EXERCISES
1. Reproduce the article on aging from "This exercise is" up to and including "in his perception.".
2. Check each statement against the article on aging. Mark it yes or no, and quote the words of the article that decide it. (a) The man's wife died of cancer about two years before the incident. (b) The man's home was in an upmarket area of San Francisco. (c) The article was made public as soon as it was drafted.
3. According to the article on aging, what did the man do to try to prove he was done grieving? List every one.

EXTRACTED TEXT
******************************

“The knowledge that every ambition is doomed to frustration at the hands of a skeleton have never prevented the majority of human beings from behaving as though death were no more than an unfounded rumor.” (Aldous Huxley)
I drafted this article a few years ago, but out of respect for the privacy of individuals, I did not make the post public. Here it is, now, as the uncomfortable situation it would have created, has been left behind in the shadows cast by father time.
At the time, a few years ago, I had met a very nice gentleman. He was around 65 years old, or so he insisted. It was difficult to ascertain his age, as he had undergone plastic surgeries and face lifts. He indicated that he had lived, and loved gracefully, and achieved all he had wanted to achieve in life. He had three beautiful children, successfully placed and married to good people. He had wonderful grandchildren, or so he said. He had a beautiful home, in an upmarket area of Los Angeles. He had been terribly in love with his wife of more than 35 years who had succumbed to cancer about two years before this incident. According to him, he was done grieving and he strove to prove that by undergoing plastic surgery, by taking flying lessons, by bungee jumping, and what was most disconcerting to me, by hooking up with a string of women half his age, from across the world and offering to marry each one of them
At the time I met him, I myself had confronted loss, and have had myself been dealing with issues related to death and dying. Meeting him at the time was synchronistic, as if the psyche had placed a mirror before me, to bring to my attention my own zombie state of dissociation, my flight from the necessary mourning process, my refusal to live thru the dark night of the soul, the negredo state of Jungian psychology. I never went to such extremes as him, and I sure took nature’s hint and started looking hard at myself, but staying on the topic, I began to struggle to understand what could possibly be underlying such behaviors. The ancients used to say that nothing in life is random. One meets people who have something to teach. And so this chance encounter was of immense personal value to me.
This exercise is undertaken not to demonise his behaviors. Rather, it is a compassionate exploration into the psyche of a man exposed to the harsh reality of his existence, a man so traumatised and fearful of death, dying, and loss, that he is not able to face the truth inherent in his situation. The truth appears so devastating to the psyche that his psyche has to bail him out with crutches of these dissociative strategies that are meant to take the heat away from the reality of the situation. It is the process of aging I am interested in, not the person himself because the aging process seemed to have been arrested by human manouvers and manipulative behaviors – at least in his perception.
It is useful to take a few moments to define the word aging, as it is used in the context of this exploration. Defining it is not so straightforward as it may seem because we have been coached and conditioned to dislike the aging process. Here are the various definitions of aging I captured from websites :
“aging can simply refer to the passage of time and can have a positive connotation as in “aging wine.”
Generally, the term “aging” refers to the biological process of growing older in a deleterious sense, as in “senescence.”

******************************

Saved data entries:
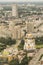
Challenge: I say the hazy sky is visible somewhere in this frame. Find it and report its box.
[0,0,43,2]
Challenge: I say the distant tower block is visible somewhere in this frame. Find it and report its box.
[12,4,18,18]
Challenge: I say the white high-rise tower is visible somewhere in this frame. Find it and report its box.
[12,4,18,18]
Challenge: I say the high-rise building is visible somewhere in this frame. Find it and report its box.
[12,4,18,18]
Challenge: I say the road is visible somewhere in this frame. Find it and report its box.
[28,48,43,65]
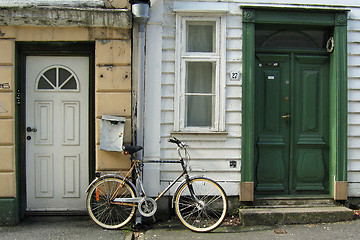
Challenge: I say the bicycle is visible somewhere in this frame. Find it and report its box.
[86,137,228,232]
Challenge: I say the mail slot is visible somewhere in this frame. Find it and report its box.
[100,115,125,152]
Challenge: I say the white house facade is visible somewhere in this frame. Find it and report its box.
[137,0,360,204]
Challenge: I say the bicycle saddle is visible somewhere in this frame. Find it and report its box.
[123,146,143,155]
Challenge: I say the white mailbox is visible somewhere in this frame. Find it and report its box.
[100,115,125,152]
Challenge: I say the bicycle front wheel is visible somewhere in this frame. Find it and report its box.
[175,177,227,232]
[86,177,136,229]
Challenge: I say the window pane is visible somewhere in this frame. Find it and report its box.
[44,68,56,87]
[59,67,71,86]
[61,77,77,90]
[186,62,215,93]
[185,96,214,127]
[187,23,215,52]
[255,29,330,49]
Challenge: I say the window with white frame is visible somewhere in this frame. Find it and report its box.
[175,15,225,131]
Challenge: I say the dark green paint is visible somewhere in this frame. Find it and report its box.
[241,18,255,182]
[241,7,347,199]
[0,198,19,225]
[11,42,95,223]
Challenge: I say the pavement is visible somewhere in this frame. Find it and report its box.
[0,216,360,240]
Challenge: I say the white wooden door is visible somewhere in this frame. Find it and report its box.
[26,56,89,211]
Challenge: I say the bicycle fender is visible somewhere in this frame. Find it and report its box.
[171,175,204,208]
[85,174,136,193]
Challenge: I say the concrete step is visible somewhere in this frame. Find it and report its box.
[249,198,338,208]
[239,203,354,226]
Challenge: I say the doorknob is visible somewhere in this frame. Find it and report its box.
[26,127,37,132]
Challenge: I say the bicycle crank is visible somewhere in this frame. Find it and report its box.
[138,198,157,217]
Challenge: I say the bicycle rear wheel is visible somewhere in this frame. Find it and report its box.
[175,177,227,232]
[86,177,136,229]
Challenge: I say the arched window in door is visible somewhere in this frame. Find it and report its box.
[35,65,79,92]
[255,28,330,49]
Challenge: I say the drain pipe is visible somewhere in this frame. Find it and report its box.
[132,3,150,224]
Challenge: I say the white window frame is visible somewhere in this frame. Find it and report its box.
[174,13,226,132]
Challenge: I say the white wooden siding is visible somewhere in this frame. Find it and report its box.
[348,8,360,197]
[153,0,360,197]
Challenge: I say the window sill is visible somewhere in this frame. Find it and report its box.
[171,131,228,142]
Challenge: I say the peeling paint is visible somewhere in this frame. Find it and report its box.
[0,7,132,29]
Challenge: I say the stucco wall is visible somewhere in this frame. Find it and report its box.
[0,3,132,197]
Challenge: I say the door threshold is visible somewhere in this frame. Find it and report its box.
[24,210,88,217]
[254,195,333,201]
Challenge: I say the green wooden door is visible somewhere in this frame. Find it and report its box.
[255,53,329,195]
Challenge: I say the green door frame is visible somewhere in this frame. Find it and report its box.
[240,6,348,201]
[15,41,95,223]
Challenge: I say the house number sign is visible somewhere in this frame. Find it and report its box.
[0,83,10,89]
[230,71,240,81]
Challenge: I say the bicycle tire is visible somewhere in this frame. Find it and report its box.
[175,177,228,232]
[86,177,136,229]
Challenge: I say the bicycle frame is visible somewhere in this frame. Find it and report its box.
[110,151,200,206]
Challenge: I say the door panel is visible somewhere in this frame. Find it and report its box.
[293,55,329,191]
[255,54,329,195]
[256,54,290,193]
[25,56,89,211]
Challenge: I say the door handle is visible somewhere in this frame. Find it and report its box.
[26,127,37,132]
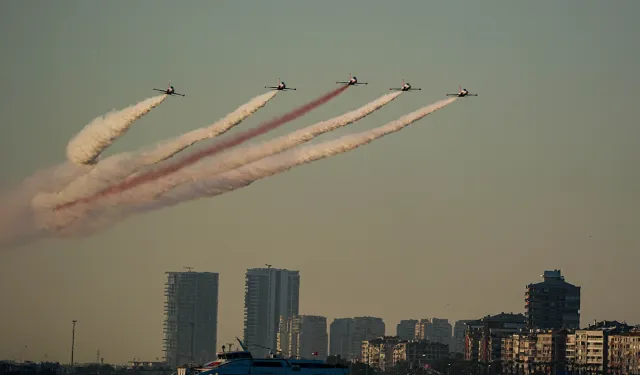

******************************

ANSWERS FOR THE EXERCISE
1.
This exercise is undertaken not to demonise his behaviors. Rather, it is a compassionate exploration into the psyche of a man exposed to the harsh reality of his existence, a man so traumatised and fearful of death, dying, and loss, that he is not able to face the truth inherent in his situation. The truth appears so devastating to the psyche that his psyche has to bail him out with crutches of these dissociative strategies that are meant to take the heat away from the reality of the situation. It is the process of aging I am interested in, not the person himself because the aging process seemed to have been arrested by human manouvers and manipulative behaviors – at least in his perception.

2.
(a) Yes: "had succumbed to cancer about two years before this incident"
(b) No: "He had a beautiful home, in an upmarket area of Los Angeles."
(c) No: "I drafted this article a few years ago, but out of respect for the privacy of individuals, I did not make the post public."

3.
- undergoing plastic surgery
- taking flying lessons
- bungee jumping
- hooking up with a string of women half his age, from across the world, and offering to marry each one of them